[TEXT BLOCK — start]
This repository started as a fork of Pascal Pernot's ppernot/SK-Ana and is now maintained as a standalone SK-Ana repository. It was detached from the fork network because the codebase, runtime bootstrap, packaging, and deployment workflow have diverged substantially while preserving attribution to the original project.

Shiny interface for the analysis of spectrokinetic matrices:

  • Singular Value Decomposition (SVD)

  • Multi Curve Resolution by Alternated Least Squares (MCR-ALS)

  • Hybrid hard-soft modeling (DAS, homogeneous chemistry...)

Running SK-Ana

Run locally with isolated R_skana runtime (recommended)

SK-Ana now uses a repo-local isolated runtime named R_skana. This is the safest setup on a new machine because it:

  • installs its own pinned R runtime in a local environment
  • keeps SK-Ana packages, cache, and sandbox isolated from any existing system or user R libraries
  • avoids replacing or reconfiguring another R installation that may already exist
  • leaves the machine-wide R installation untouched if one is already present
  1. Get the project in one of these two ways:

    git clone workflow:

    git clone https://github.com/Saldenisov/SK-Ana.git
    cd SK-Ana

    ZIP workflow: Download the project ZIP from GitHub, unpack it, and open a terminal in the extracted SK-Ana folder.

  2. Start the app directly:

    macOS / Linux:

    ./run_app.sh

    Windows:

    run_app.bat

    Windows PowerShell:

    .\run_app.ps1

    If PowerShell blocks local scripts on that machine, use:

    powershell -ExecutionPolicy Bypass -File .\run_app.ps1

    What happens automatically on first run:

    • if this is a normal git checkout, the launcher updates it from origin/master
    • if this came from a ZIP without .git, the launcher initializes git in that extracted folder and then updates it from origin/master
    • if Git is missing, the launcher tries to install or bootstrap Git first
    • the launcher then creates the isolated R_skana runtime and installs required R packages
    • finally, it starts the app

    This means a user can either clone the repo or download the ZIP, unpack it, and just run run_app.
[TEXT BLOCK — finish]
** TASK DIRECTIONS **
Reproduce the SK-Ana setup notes word for word, starting at "What happens automatically" and ending at "just run run_app.". Rely only on the SK-Ana setup notes, with no outside sources.
[INPUT DATA — start]
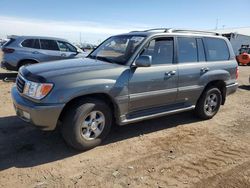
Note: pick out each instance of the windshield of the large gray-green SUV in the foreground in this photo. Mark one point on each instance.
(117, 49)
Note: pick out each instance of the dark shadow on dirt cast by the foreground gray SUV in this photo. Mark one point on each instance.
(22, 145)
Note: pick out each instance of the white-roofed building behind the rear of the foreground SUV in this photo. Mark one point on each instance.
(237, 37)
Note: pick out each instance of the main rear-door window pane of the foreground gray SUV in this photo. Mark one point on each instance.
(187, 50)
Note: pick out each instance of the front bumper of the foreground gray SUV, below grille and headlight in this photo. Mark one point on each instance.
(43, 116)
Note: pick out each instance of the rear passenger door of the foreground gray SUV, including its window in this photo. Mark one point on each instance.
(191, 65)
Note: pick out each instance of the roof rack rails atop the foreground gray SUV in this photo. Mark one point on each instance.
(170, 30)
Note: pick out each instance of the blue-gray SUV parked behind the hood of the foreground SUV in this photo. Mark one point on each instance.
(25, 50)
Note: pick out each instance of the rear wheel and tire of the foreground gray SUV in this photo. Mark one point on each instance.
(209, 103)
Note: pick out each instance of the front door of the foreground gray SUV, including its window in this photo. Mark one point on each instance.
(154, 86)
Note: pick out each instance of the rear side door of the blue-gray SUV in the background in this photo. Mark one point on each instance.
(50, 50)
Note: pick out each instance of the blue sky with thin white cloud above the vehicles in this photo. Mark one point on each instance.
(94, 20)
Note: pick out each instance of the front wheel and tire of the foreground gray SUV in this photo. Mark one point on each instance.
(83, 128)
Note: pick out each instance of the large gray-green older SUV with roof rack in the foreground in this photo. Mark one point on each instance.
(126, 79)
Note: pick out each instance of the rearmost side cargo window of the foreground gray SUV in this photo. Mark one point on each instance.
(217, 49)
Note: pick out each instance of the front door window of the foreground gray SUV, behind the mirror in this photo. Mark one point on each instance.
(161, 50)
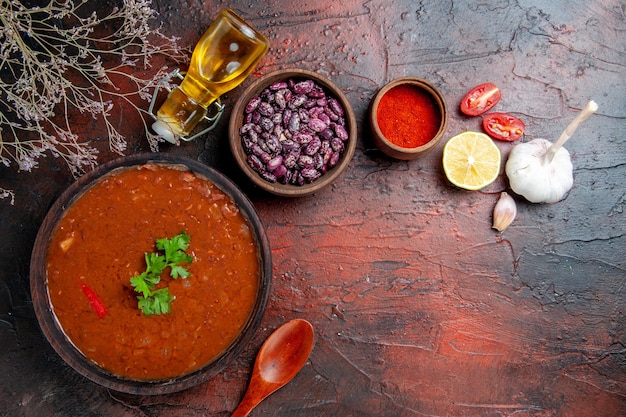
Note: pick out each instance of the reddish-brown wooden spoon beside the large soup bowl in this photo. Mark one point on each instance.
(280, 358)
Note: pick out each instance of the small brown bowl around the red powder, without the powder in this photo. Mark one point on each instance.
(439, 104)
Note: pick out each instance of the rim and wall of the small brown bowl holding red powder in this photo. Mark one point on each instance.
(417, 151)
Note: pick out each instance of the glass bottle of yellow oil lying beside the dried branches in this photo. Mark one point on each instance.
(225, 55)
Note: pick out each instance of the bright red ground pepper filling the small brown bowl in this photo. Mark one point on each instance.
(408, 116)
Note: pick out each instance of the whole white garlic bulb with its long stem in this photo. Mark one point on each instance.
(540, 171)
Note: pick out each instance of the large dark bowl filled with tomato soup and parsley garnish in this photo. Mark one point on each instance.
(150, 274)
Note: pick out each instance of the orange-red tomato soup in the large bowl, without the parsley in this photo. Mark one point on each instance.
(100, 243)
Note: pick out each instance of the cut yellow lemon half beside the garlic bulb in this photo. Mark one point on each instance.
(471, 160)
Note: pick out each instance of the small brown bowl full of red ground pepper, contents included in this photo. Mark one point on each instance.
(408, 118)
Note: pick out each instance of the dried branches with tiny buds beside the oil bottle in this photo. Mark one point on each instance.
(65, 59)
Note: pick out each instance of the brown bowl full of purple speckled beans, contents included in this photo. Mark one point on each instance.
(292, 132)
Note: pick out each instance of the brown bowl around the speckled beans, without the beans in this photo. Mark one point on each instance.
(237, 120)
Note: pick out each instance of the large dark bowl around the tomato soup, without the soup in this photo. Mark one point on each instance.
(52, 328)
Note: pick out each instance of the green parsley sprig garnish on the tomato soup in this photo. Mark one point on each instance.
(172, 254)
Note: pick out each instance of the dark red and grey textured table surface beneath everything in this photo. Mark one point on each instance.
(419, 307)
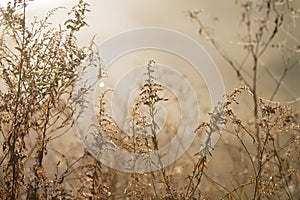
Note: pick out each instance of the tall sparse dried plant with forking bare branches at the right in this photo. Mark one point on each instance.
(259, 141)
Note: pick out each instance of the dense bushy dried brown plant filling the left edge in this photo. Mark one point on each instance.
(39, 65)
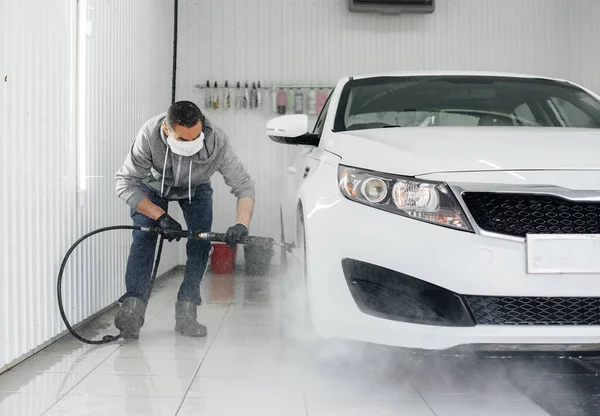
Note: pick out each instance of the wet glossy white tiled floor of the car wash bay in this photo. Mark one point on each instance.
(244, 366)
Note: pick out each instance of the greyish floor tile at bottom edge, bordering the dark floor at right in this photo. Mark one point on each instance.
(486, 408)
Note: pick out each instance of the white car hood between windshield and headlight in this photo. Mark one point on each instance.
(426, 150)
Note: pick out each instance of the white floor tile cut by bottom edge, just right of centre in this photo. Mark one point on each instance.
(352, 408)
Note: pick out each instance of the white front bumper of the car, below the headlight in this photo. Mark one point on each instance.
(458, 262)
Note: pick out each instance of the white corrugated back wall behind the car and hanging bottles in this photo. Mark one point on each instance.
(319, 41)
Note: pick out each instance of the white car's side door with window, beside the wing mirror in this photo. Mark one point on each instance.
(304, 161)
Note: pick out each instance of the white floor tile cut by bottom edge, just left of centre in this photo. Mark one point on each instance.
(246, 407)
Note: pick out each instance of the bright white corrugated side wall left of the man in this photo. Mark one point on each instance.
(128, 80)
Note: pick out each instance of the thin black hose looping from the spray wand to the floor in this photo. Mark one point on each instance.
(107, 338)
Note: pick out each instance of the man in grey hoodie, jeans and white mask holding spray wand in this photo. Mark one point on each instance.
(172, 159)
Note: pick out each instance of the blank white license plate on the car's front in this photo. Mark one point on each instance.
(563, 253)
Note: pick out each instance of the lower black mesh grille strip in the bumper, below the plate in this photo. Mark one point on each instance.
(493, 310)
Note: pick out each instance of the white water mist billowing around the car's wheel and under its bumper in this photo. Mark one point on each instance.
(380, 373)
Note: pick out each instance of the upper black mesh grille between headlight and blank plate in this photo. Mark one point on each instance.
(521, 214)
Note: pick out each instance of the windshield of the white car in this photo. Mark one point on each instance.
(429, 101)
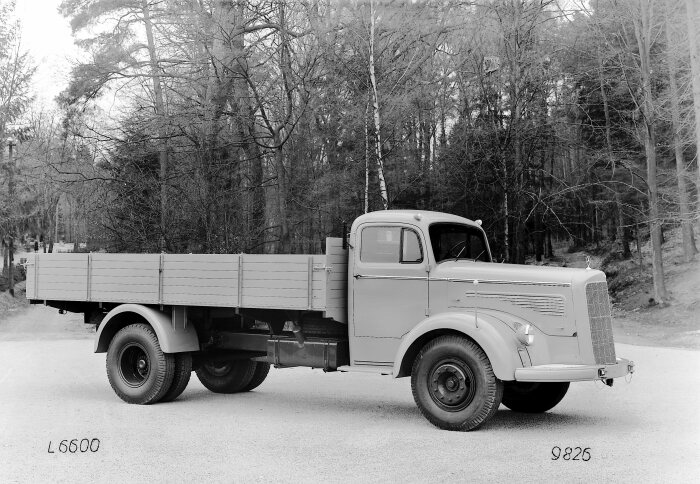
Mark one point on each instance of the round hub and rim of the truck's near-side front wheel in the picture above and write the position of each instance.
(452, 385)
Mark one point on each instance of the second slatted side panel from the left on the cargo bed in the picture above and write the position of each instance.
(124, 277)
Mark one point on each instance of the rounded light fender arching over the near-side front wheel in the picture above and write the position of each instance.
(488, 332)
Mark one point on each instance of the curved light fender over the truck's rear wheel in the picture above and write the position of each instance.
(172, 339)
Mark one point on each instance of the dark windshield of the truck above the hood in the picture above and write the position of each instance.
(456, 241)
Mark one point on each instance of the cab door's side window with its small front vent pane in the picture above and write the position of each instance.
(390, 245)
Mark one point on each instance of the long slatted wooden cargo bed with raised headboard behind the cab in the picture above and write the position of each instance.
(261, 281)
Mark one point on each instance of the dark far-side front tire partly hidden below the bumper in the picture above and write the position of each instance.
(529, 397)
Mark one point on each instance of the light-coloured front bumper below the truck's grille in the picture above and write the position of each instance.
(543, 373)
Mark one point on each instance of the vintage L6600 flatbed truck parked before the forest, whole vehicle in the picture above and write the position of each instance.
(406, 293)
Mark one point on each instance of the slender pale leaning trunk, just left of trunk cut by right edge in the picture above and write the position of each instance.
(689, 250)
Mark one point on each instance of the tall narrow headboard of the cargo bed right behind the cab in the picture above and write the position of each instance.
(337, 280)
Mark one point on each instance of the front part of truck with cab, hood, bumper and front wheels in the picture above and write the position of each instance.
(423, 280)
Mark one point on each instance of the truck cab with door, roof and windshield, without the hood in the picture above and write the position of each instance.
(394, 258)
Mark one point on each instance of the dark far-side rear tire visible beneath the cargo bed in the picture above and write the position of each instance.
[INPUT DATA — finish]
** FINISHED TASK **
What happens automatically on first run:

    • if this is a normal git checkout, the launcher updates it from origin/master
    • if this came from a ZIP without .git, the launcher initializes git in that extracted folder and then updates it from origin/master
    • if Git is missing, the launcher tries to install or bootstrap Git first
    • the launcher then creates the isolated R_skana runtime and installs required R packages
    • finally, it starts the app

    This means a user can either clone the repo or download the ZIP, unpack it, and just run run_app.